▶ **Set task**: Render the items from the beginning through the line containing "302 21 L 311", inclusive, as a two-column CSV with the headers text and answer. Give one row per item, with each field quoted and line breaks replaced by spaces.

▶ **Input records**:
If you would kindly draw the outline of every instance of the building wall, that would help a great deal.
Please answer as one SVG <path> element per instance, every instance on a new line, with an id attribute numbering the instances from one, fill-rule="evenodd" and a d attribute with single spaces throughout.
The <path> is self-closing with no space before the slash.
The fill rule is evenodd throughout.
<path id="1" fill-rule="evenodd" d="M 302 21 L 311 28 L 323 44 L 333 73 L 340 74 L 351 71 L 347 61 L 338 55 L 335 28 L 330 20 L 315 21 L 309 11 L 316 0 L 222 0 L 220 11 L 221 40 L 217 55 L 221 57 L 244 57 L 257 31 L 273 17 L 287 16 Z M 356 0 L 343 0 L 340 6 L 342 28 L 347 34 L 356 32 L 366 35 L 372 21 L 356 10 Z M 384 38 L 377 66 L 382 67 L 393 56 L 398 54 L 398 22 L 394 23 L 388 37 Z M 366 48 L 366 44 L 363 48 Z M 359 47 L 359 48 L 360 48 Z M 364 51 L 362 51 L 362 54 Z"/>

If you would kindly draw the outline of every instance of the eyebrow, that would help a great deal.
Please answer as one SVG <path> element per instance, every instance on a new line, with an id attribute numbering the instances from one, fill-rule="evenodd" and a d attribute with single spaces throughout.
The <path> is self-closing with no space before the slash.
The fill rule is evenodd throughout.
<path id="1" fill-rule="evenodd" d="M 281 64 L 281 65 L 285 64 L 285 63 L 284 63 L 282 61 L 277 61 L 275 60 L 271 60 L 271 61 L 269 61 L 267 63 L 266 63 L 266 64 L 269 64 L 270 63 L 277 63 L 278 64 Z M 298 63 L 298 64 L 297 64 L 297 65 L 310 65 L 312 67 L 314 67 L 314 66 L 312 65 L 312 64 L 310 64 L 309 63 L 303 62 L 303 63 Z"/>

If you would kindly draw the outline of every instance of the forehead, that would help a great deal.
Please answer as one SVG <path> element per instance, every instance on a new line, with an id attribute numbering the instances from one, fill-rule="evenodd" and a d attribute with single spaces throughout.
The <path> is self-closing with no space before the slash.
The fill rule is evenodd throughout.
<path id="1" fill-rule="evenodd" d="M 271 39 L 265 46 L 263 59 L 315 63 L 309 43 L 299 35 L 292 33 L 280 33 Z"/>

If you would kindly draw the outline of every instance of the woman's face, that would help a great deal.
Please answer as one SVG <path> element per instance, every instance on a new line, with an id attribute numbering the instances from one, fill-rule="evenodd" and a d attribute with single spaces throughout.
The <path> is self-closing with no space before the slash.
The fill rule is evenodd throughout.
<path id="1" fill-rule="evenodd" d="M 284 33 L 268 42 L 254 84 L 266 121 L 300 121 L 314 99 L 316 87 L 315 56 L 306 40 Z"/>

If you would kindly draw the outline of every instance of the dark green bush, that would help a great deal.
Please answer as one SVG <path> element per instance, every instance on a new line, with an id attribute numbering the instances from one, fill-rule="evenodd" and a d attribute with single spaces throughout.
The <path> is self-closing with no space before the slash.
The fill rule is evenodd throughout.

▶ **Full output**:
text,answer
"If you would kindly draw the outline of every instance of the building wall, that would help a great deal. Please answer as one SVG <path> element per instance, every instance on a new line, with an id attribute numbering the instances from one, fill-rule=""evenodd"" and a d attribute with single spaces throughout. The <path> is self-closing with no space before the slash. The fill rule is evenodd throughout.","<path id=""1"" fill-rule=""evenodd"" d=""M 302 21 L 311 28 L 323 44 L 333 73 L 340 74 L 351 71 L 347 61 L 338 55 L 335 28 L 330 20 L 315 21 L 309 11 L 316 0 L 222 0 L 220 11 L 221 40 L 217 55 L 221 57 L 244 57 L 257 31 L 273 17 L 287 16 Z M 356 0 L 343 0 L 340 6 L 342 28 L 347 34 L 356 32 L 366 35 L 372 21 L 356 10 Z M 384 38 L 377 66 L 382 67 L 393 56 L 398 54 L 398 22 L 394 23 L 388 37 Z M 366 48 L 366 44 L 363 48 Z M 359 47 L 359 48 L 360 48 Z M 364 51 L 362 51 L 362 54 Z""/>"